Present everything from the line containing "Detect each red hood in the image above." down to the line containing "[59,96,72,106]", both ends included, as a JSON list of strings, one string per line, leaving out blank lines.

◇ ◇ ◇ ◇

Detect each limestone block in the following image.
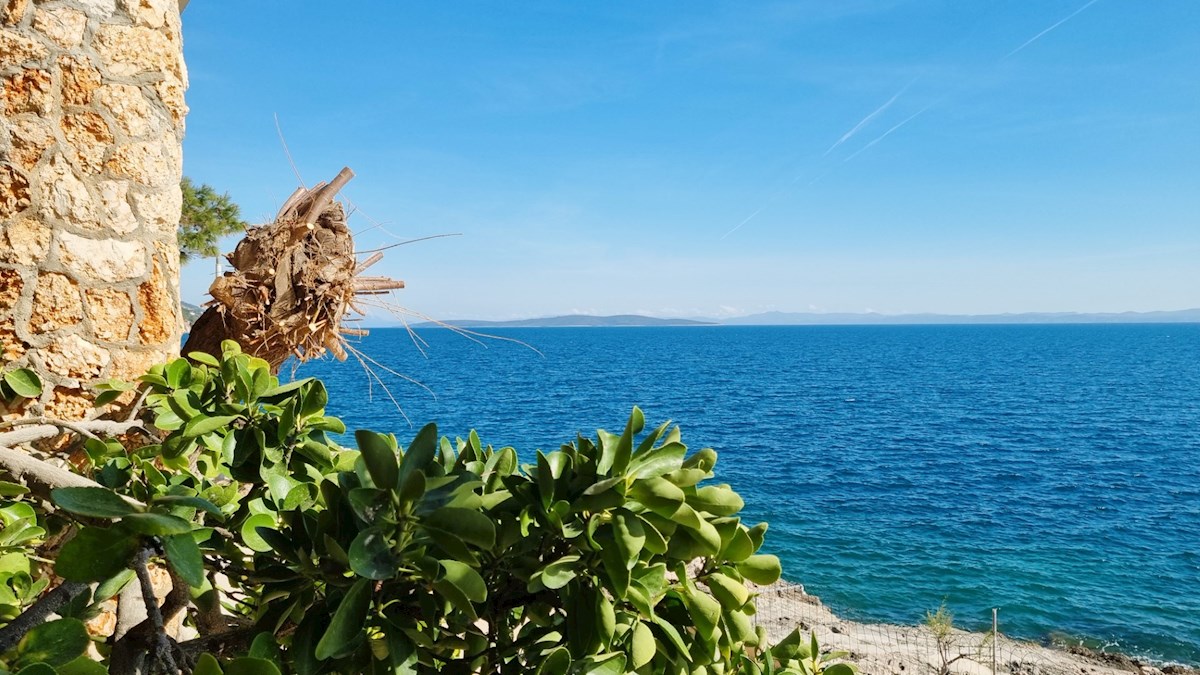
[8,115,54,171]
[104,133,182,187]
[0,269,26,363]
[2,68,52,115]
[155,76,187,125]
[0,165,29,220]
[96,84,167,139]
[130,185,184,232]
[108,346,163,381]
[138,258,179,345]
[46,387,95,419]
[42,334,109,380]
[60,112,113,173]
[85,288,133,342]
[121,0,171,28]
[94,24,182,78]
[0,0,29,25]
[76,0,116,19]
[0,29,49,68]
[41,155,96,227]
[0,268,25,307]
[59,54,103,106]
[34,7,88,49]
[58,232,146,281]
[96,180,138,234]
[0,217,50,265]
[29,271,83,333]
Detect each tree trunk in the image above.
[0,0,187,419]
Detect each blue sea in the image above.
[298,324,1200,664]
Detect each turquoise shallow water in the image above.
[298,324,1200,663]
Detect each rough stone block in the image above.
[130,185,184,232]
[94,24,182,77]
[60,112,113,173]
[59,54,103,106]
[85,288,133,342]
[42,335,109,379]
[138,254,180,345]
[106,133,182,187]
[40,155,97,222]
[29,271,83,333]
[8,115,54,171]
[46,387,95,419]
[96,180,138,234]
[0,0,29,25]
[58,232,146,281]
[0,165,29,220]
[96,84,168,139]
[0,217,50,263]
[121,0,171,28]
[2,68,52,117]
[0,29,50,68]
[34,7,88,49]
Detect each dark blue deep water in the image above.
[298,324,1200,663]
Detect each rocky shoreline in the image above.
[756,581,1200,675]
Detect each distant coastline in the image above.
[405,309,1200,328]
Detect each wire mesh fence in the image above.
[755,583,1129,675]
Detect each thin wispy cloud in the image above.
[821,79,916,157]
[1001,0,1100,61]
[842,103,934,163]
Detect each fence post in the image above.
[991,607,1000,675]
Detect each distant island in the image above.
[414,313,718,328]
[405,309,1200,328]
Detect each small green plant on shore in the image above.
[742,628,858,675]
[0,342,806,675]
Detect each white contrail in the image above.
[842,103,934,163]
[821,79,912,157]
[1001,0,1100,61]
[721,202,770,239]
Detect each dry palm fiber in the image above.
[184,168,404,371]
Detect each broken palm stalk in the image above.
[182,168,404,372]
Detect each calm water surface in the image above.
[299,324,1200,663]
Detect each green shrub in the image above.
[0,342,840,675]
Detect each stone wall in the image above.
[0,0,187,419]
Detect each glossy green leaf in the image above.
[704,572,750,611]
[536,647,571,675]
[91,569,136,603]
[688,485,745,515]
[150,495,224,520]
[241,513,275,552]
[540,555,580,589]
[354,429,400,490]
[50,488,138,518]
[348,527,397,580]
[433,560,487,611]
[4,368,42,399]
[162,532,204,589]
[737,554,782,586]
[629,621,658,669]
[121,512,194,534]
[421,507,496,550]
[192,652,223,675]
[184,414,241,438]
[54,527,138,581]
[396,424,438,485]
[314,579,372,661]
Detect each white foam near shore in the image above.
[756,583,1196,675]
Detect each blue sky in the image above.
[182,0,1200,318]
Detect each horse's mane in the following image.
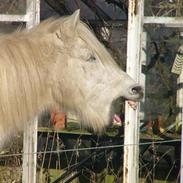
[0,14,117,143]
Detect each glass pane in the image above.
[144,0,183,17]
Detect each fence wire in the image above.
[0,139,181,158]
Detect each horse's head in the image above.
[48,10,143,131]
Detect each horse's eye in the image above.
[86,55,96,62]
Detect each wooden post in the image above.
[123,0,144,183]
[22,0,40,183]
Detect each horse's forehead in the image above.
[76,37,87,47]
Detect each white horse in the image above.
[0,10,143,147]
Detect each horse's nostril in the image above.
[130,85,143,95]
[131,86,142,95]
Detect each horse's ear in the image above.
[67,9,80,31]
[64,9,80,37]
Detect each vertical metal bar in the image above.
[123,0,144,183]
[22,0,40,183]
[180,92,183,183]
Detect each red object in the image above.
[51,110,66,129]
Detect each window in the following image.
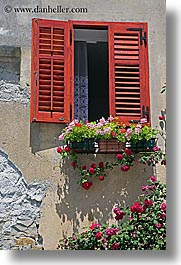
[31,19,150,123]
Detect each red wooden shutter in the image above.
[109,22,150,124]
[30,19,70,123]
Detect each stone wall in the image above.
[0,150,46,249]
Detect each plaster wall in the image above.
[0,0,166,249]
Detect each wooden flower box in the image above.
[126,138,156,153]
[69,139,95,153]
[98,139,125,154]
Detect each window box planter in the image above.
[126,138,156,153]
[69,139,95,153]
[98,139,125,154]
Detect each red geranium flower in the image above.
[57,146,63,154]
[90,223,101,230]
[75,122,82,127]
[82,181,92,190]
[89,167,95,175]
[116,154,123,160]
[71,162,77,168]
[120,128,126,133]
[158,115,165,121]
[111,132,116,137]
[99,162,104,168]
[121,165,130,172]
[99,176,104,181]
[96,232,102,240]
[124,148,132,156]
[91,164,97,168]
[130,202,144,213]
[64,145,70,152]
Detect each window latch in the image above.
[127,28,147,47]
[142,105,150,121]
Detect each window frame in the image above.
[31,19,151,125]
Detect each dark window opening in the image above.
[74,29,109,121]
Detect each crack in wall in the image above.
[0,80,30,104]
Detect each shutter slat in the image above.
[109,26,141,120]
[31,19,70,123]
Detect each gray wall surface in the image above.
[0,0,166,249]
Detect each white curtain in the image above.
[74,41,88,121]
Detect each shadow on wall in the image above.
[56,154,153,236]
[30,122,64,153]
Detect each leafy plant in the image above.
[59,116,158,143]
[58,176,166,250]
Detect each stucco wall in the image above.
[0,0,166,249]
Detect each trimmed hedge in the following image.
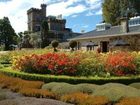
[0,68,140,85]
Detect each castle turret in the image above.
[41,4,47,17]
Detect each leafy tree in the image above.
[102,0,140,25]
[0,17,18,50]
[51,40,59,52]
[69,40,77,51]
[41,20,50,48]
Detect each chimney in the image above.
[121,17,129,33]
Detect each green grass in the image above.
[0,67,140,85]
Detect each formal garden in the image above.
[0,49,140,105]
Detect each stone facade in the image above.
[27,4,80,42]
[70,16,140,52]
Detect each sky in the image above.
[0,0,103,33]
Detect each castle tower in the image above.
[27,4,47,32]
[41,4,47,17]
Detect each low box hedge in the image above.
[0,68,140,85]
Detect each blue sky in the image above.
[0,0,103,32]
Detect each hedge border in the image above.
[0,68,140,85]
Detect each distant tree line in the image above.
[102,0,140,25]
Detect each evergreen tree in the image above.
[0,17,18,50]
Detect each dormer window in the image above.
[96,23,111,31]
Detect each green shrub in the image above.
[42,82,98,95]
[77,57,105,76]
[115,97,140,105]
[93,83,140,101]
[0,52,12,64]
[61,92,109,105]
[19,88,57,99]
[129,83,140,89]
[0,68,140,85]
[42,82,76,96]
[75,83,98,94]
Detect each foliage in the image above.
[51,40,59,52]
[61,92,109,105]
[116,97,140,105]
[19,88,57,99]
[0,68,140,84]
[0,17,17,50]
[129,82,140,89]
[13,53,79,75]
[93,83,140,102]
[102,0,140,25]
[77,56,105,76]
[69,40,77,51]
[106,52,137,76]
[0,74,43,91]
[42,82,98,95]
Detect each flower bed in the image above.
[13,52,140,77]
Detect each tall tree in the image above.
[0,17,17,50]
[102,0,140,25]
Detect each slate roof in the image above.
[70,25,140,40]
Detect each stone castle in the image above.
[27,4,80,42]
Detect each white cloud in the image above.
[71,14,78,18]
[95,9,102,15]
[0,0,101,32]
[86,11,94,16]
[82,25,89,28]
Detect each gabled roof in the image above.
[70,25,140,40]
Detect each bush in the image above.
[19,88,57,99]
[93,83,140,102]
[61,93,109,105]
[0,68,140,85]
[42,82,76,96]
[129,83,140,89]
[13,53,79,75]
[115,97,140,105]
[106,52,137,76]
[75,83,99,94]
[42,82,98,95]
[77,57,105,76]
[0,74,44,91]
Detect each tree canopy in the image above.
[102,0,140,25]
[0,17,18,50]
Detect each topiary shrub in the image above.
[69,40,77,51]
[42,82,98,96]
[51,40,59,52]
[75,83,99,94]
[129,82,140,89]
[93,83,140,102]
[61,92,109,105]
[115,97,140,105]
[19,88,57,99]
[42,82,76,96]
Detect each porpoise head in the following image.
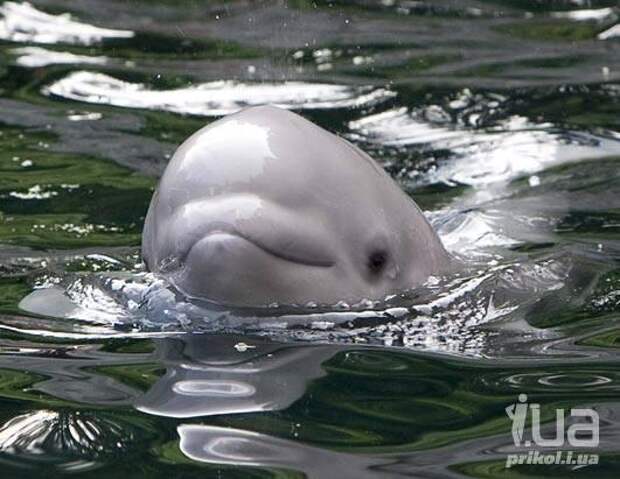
[142,106,450,306]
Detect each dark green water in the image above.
[0,0,620,478]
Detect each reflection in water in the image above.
[137,334,336,418]
[349,106,620,188]
[11,47,108,68]
[0,2,134,45]
[43,71,394,116]
[0,410,137,472]
[178,424,400,479]
[0,0,620,479]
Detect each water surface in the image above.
[0,0,620,478]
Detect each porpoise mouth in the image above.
[181,230,336,268]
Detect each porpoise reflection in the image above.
[142,106,450,306]
[136,334,338,418]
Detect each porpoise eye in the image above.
[368,250,388,274]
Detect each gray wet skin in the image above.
[142,106,449,306]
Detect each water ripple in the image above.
[0,2,134,45]
[43,71,395,116]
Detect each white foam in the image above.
[43,71,395,116]
[0,2,134,45]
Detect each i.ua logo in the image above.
[506,394,599,468]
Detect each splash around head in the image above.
[142,106,450,307]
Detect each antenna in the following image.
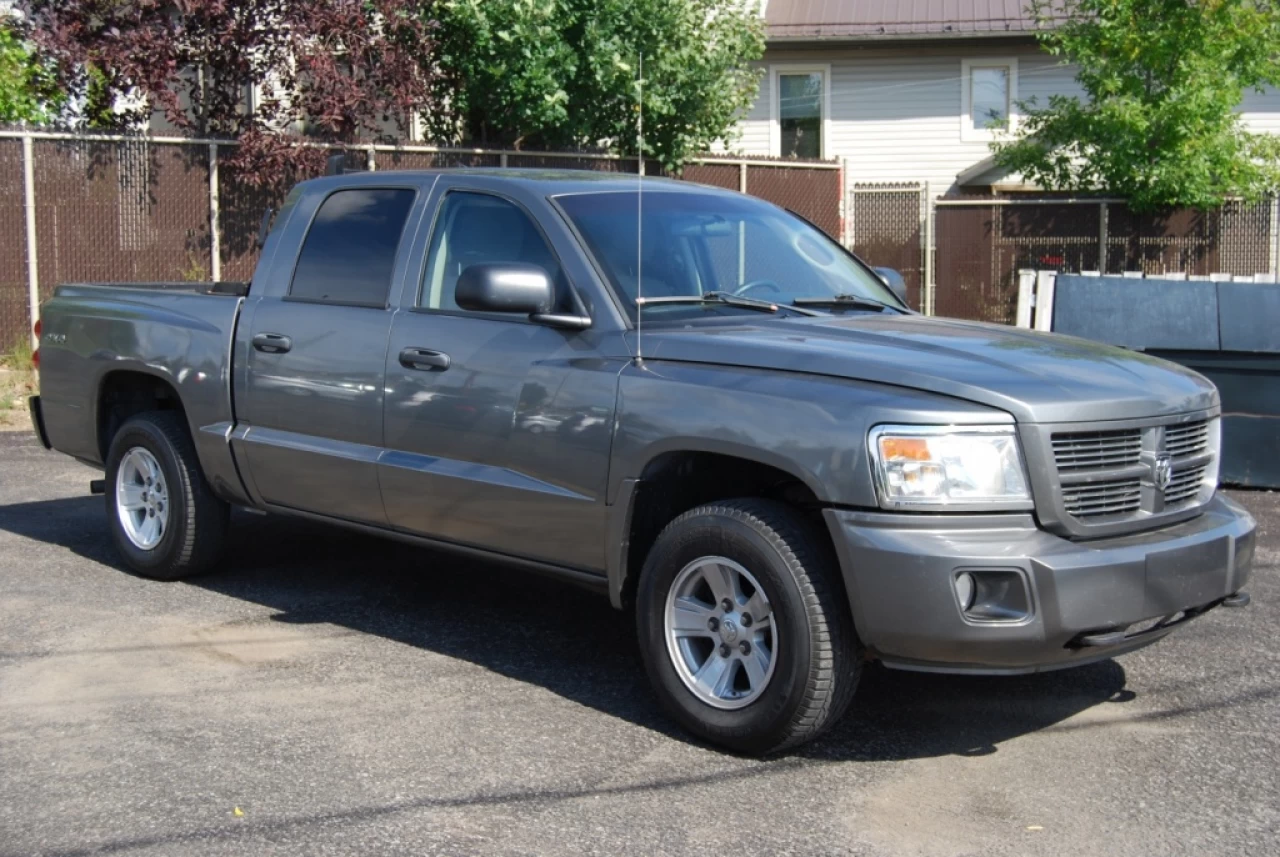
[636,51,644,366]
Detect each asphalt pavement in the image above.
[0,432,1280,857]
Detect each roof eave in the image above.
[765,29,1038,45]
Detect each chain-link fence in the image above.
[0,129,842,350]
[0,139,31,352]
[845,184,928,310]
[845,184,1280,324]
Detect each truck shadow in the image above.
[0,498,1134,761]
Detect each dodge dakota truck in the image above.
[31,170,1254,753]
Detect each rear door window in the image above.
[289,188,416,307]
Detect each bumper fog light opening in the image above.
[954,568,1032,623]
[955,572,977,613]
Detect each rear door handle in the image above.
[253,334,293,354]
[401,348,449,372]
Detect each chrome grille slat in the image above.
[1052,429,1142,472]
[1048,420,1217,526]
[1062,480,1142,518]
[1165,422,1208,459]
[1165,464,1207,505]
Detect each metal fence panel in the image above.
[1103,201,1272,276]
[32,139,211,291]
[680,164,742,191]
[378,150,502,170]
[846,184,924,310]
[0,139,31,352]
[0,129,841,339]
[746,164,844,240]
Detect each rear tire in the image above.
[106,411,230,581]
[636,499,863,755]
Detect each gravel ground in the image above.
[0,432,1280,857]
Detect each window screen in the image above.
[289,188,415,307]
[969,65,1009,129]
[778,72,823,157]
[419,191,570,311]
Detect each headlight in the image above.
[869,426,1032,510]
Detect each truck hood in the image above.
[632,313,1219,422]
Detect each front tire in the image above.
[106,411,230,581]
[636,499,861,755]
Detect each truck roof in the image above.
[291,166,733,196]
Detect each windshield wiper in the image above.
[636,292,818,316]
[791,294,901,312]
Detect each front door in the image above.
[237,187,416,524]
[379,189,622,569]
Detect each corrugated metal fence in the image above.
[0,130,844,350]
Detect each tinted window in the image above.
[557,191,897,318]
[289,188,415,307]
[419,192,568,310]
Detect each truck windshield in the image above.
[556,189,902,320]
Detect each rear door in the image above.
[380,178,625,569]
[236,180,425,524]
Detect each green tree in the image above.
[993,0,1280,211]
[430,0,764,169]
[0,12,65,123]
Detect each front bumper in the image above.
[824,495,1256,673]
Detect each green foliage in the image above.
[430,0,764,169]
[0,16,65,123]
[0,334,35,372]
[993,0,1280,211]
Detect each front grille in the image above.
[1048,420,1217,532]
[1053,429,1142,471]
[1062,480,1142,518]
[1165,464,1208,507]
[1165,421,1208,459]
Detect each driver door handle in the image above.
[401,348,449,372]
[253,334,293,354]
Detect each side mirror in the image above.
[872,267,910,306]
[453,262,556,316]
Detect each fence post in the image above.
[1267,193,1280,281]
[22,134,40,348]
[1016,267,1036,329]
[840,155,855,249]
[1036,271,1057,331]
[1098,202,1110,274]
[922,182,938,316]
[209,143,223,283]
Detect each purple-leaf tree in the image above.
[17,0,440,188]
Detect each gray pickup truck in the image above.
[32,170,1254,753]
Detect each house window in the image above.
[773,68,827,157]
[960,59,1018,139]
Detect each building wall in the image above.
[728,40,1280,192]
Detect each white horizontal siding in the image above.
[731,45,1280,192]
[1240,87,1280,134]
[732,69,772,155]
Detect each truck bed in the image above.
[40,281,248,506]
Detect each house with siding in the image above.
[730,0,1280,193]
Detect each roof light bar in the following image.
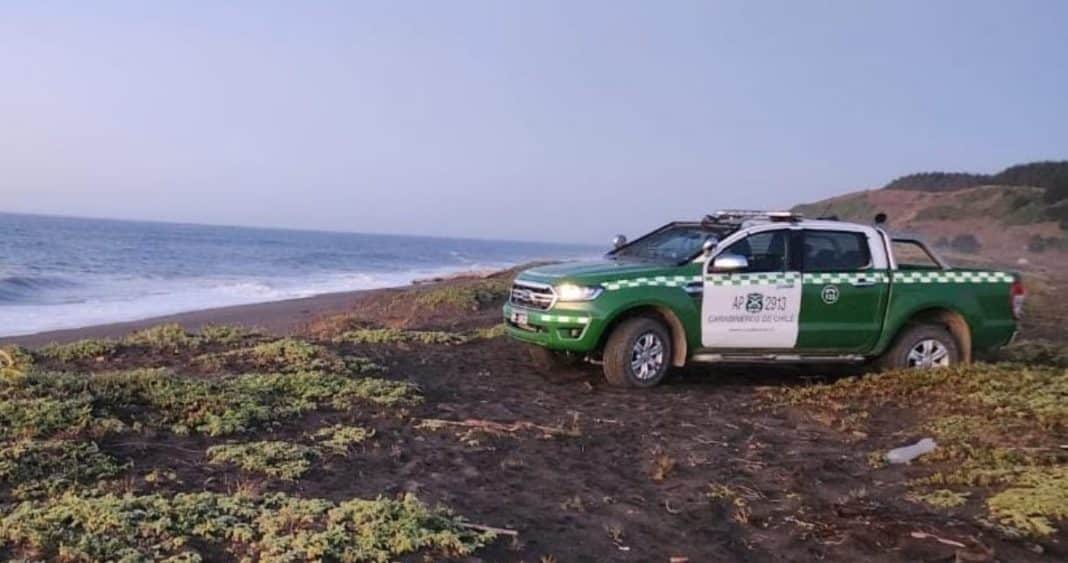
[705,209,802,222]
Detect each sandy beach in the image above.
[0,288,386,346]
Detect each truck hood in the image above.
[519,260,677,283]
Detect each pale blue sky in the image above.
[0,0,1068,241]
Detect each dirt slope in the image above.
[795,186,1068,271]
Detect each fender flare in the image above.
[598,301,690,367]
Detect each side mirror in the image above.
[710,254,749,273]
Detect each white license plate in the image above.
[512,311,530,327]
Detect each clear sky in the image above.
[0,0,1068,241]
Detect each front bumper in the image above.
[503,302,604,353]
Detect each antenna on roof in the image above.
[705,209,801,223]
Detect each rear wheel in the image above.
[879,325,960,370]
[604,317,672,387]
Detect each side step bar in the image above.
[691,354,865,363]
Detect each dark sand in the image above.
[0,290,390,346]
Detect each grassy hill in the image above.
[794,161,1068,270]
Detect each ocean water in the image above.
[0,214,603,337]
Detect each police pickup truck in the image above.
[504,210,1023,387]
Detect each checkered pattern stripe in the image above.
[602,270,1014,292]
[705,271,801,285]
[894,270,1014,283]
[601,276,701,292]
[802,271,890,285]
[531,314,590,325]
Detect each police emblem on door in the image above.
[745,293,764,314]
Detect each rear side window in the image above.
[801,231,871,271]
[891,239,942,270]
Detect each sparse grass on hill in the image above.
[0,492,492,563]
[312,424,375,455]
[333,328,466,344]
[781,363,1068,535]
[414,277,512,311]
[0,440,123,499]
[207,441,319,481]
[193,339,381,374]
[0,370,419,439]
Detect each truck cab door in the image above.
[701,228,801,350]
[798,229,890,354]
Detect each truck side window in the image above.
[801,231,871,271]
[722,230,790,272]
[891,239,942,270]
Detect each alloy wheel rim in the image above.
[630,332,664,380]
[906,339,949,367]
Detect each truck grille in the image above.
[509,280,556,311]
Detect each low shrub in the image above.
[0,492,493,563]
[197,325,263,346]
[37,340,120,362]
[333,328,467,344]
[207,441,319,481]
[194,339,381,374]
[0,440,123,499]
[414,278,512,311]
[312,424,375,455]
[780,365,1068,535]
[0,370,419,439]
[123,324,200,354]
[998,340,1068,367]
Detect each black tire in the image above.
[604,316,672,388]
[878,325,960,370]
[527,344,582,372]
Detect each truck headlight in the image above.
[556,283,603,301]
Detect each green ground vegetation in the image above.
[312,424,375,455]
[32,324,262,363]
[193,338,381,374]
[0,369,419,439]
[332,324,505,345]
[0,492,492,563]
[0,326,492,562]
[207,441,319,481]
[333,328,467,344]
[780,361,1068,535]
[414,277,512,311]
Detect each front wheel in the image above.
[604,317,672,387]
[879,325,960,370]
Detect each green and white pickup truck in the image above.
[504,210,1023,387]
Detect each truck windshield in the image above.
[610,225,719,262]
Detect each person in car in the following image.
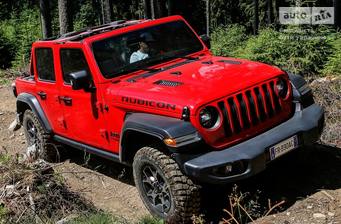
[130,33,154,64]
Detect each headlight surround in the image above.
[276,78,289,99]
[199,106,220,129]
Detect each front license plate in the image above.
[270,135,298,160]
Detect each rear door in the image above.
[33,44,65,134]
[58,43,109,149]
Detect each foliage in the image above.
[322,33,341,76]
[0,30,14,69]
[211,24,248,57]
[212,25,332,75]
[0,7,41,67]
[74,1,98,30]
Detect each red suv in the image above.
[14,16,324,223]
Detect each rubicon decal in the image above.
[122,96,176,110]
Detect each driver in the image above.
[130,33,154,64]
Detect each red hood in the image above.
[111,56,283,117]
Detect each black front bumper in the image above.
[182,104,324,184]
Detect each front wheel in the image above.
[133,147,200,223]
[23,110,60,162]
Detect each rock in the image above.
[24,144,38,162]
[8,119,20,131]
[313,213,326,219]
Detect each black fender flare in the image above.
[16,93,52,133]
[119,113,201,162]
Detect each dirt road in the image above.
[0,87,341,224]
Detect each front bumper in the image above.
[183,103,324,184]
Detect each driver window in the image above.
[60,48,90,84]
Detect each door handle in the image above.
[37,91,47,100]
[59,96,72,106]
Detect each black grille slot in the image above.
[212,80,282,138]
[254,87,266,121]
[262,84,274,117]
[237,94,250,128]
[154,80,183,87]
[218,101,232,136]
[246,90,258,125]
[270,82,281,112]
[228,98,241,133]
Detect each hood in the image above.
[111,56,284,116]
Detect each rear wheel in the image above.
[133,147,200,223]
[23,110,60,162]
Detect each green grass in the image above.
[68,212,128,224]
[0,70,11,86]
[68,212,164,224]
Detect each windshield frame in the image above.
[89,16,208,80]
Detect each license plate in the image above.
[270,135,298,160]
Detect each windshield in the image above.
[92,21,203,78]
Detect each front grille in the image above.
[218,80,283,137]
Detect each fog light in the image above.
[213,164,232,176]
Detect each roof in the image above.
[42,20,148,42]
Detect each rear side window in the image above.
[60,49,90,84]
[35,48,56,82]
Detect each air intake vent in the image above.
[154,80,183,87]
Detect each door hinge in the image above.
[99,129,109,140]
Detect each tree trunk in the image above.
[39,0,52,39]
[58,0,73,35]
[334,0,341,29]
[253,0,259,35]
[102,0,111,23]
[267,0,272,26]
[143,0,151,19]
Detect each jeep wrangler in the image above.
[13,16,324,223]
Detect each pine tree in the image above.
[39,0,52,39]
[58,0,73,35]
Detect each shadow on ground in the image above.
[60,144,341,223]
[203,144,341,223]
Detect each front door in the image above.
[58,44,109,149]
[33,44,65,134]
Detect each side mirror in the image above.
[200,34,211,49]
[69,70,89,90]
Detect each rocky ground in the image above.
[0,76,341,224]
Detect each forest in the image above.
[0,0,341,224]
[0,0,341,77]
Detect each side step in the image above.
[53,135,121,163]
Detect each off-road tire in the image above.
[133,147,200,223]
[23,110,60,162]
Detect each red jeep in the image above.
[14,16,324,223]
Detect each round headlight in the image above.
[199,106,220,129]
[276,78,288,98]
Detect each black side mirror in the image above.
[69,70,89,90]
[200,34,211,49]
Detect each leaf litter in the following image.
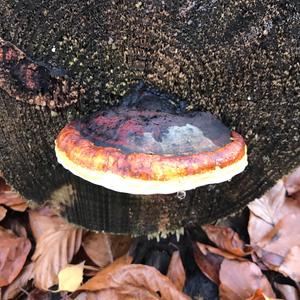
[0,168,300,300]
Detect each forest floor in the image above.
[0,168,300,300]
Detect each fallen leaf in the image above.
[26,288,53,300]
[109,234,133,260]
[219,259,275,300]
[278,244,300,282]
[32,222,83,290]
[193,243,224,284]
[246,289,280,300]
[284,167,300,195]
[0,227,31,287]
[248,180,286,225]
[0,205,7,221]
[82,232,113,268]
[75,288,156,300]
[0,178,27,212]
[58,262,84,292]
[1,262,34,300]
[28,207,66,241]
[274,282,300,300]
[197,243,246,261]
[80,257,190,300]
[80,255,132,291]
[82,232,132,268]
[255,214,300,264]
[202,225,249,256]
[248,211,273,245]
[167,251,186,291]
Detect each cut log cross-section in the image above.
[0,0,300,235]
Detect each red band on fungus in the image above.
[56,109,246,189]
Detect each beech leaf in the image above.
[248,180,286,224]
[0,205,7,221]
[0,227,31,287]
[32,223,83,290]
[58,262,84,292]
[193,243,224,284]
[202,225,249,256]
[247,289,280,300]
[284,167,300,195]
[28,207,66,241]
[80,257,190,300]
[274,282,300,300]
[1,262,34,300]
[82,232,132,268]
[278,246,300,282]
[219,259,275,300]
[255,214,300,270]
[167,251,186,291]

◇ ◇ ◇ ◇

■ ANSWER TO THIS TASK:
[
  "Detect each red hood in the image above.",
  "[111,56,283,117]",
  "Detect each black front bumper in the image above.",
  "[182,104,324,184]",
  "Detect each front wheel in the image above.",
  "[133,147,200,223]",
  "[23,110,60,162]",
  "Detect each rock in the image above.",
  "[24,144,38,162]",
  "[8,119,20,131]",
  "[313,213,326,219]",
  "Detect each black fender flare in the image above.",
  "[16,93,52,133]",
  "[119,113,201,162]",
  "Detect each dirt road in the image above.",
  "[0,87,341,224]",
  "Detect each front bumper in the image above.",
  "[183,103,324,184]",
  "Detect each driver window in the image above.",
  "[60,48,90,84]",
  "Detect each door handle in the image above.",
  "[37,91,47,100]",
  "[59,96,72,106]"
]